--- Begin LISTED RECORDS ---
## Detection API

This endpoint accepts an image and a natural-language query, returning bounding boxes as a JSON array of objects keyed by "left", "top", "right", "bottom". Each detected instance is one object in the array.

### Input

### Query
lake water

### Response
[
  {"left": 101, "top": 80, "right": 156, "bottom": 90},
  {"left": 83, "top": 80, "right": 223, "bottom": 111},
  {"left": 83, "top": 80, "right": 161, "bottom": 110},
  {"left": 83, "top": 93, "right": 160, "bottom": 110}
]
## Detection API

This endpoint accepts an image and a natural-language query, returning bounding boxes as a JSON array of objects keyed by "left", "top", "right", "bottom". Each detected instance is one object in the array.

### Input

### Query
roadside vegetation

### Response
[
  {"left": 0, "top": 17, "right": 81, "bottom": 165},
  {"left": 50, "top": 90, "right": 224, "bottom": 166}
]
--- End LISTED RECORDS ---
### EXERCISE BRIEF
Rewrite all of the data above as a JSON list of strings, with one string for each line and no blank lines.

### EXERCISE RESULT
[
  "## Detection API",
  "This endpoint accepts an image and a natural-language query, returning bounding boxes as a JSON array of objects keyed by \"left\", \"top\", \"right\", \"bottom\". Each detected instance is one object in the array.",
  "### Input",
  "### Query",
  "lake water",
  "### Response",
  "[",
  "  {\"left\": 101, \"top\": 80, \"right\": 156, \"bottom\": 90},",
  "  {\"left\": 83, \"top\": 80, \"right\": 223, \"bottom\": 111},",
  "  {\"left\": 83, \"top\": 80, \"right\": 161, \"bottom\": 110},",
  "  {\"left\": 83, \"top\": 93, \"right\": 160, \"bottom\": 110}",
  "]",
  "## Detection API",
  "This endpoint accepts an image and a natural-language query, returning bounding boxes as a JSON array of objects keyed by \"left\", \"top\", \"right\", \"bottom\". Each detected instance is one object in the array.",
  "### Input",
  "### Query",
  "roadside vegetation",
  "### Response",
  "[",
  "  {\"left\": 0, \"top\": 17, \"right\": 81, \"bottom\": 165},",
  "  {\"left\": 50, \"top\": 90, \"right\": 224, \"bottom\": 166}",
  "]"
]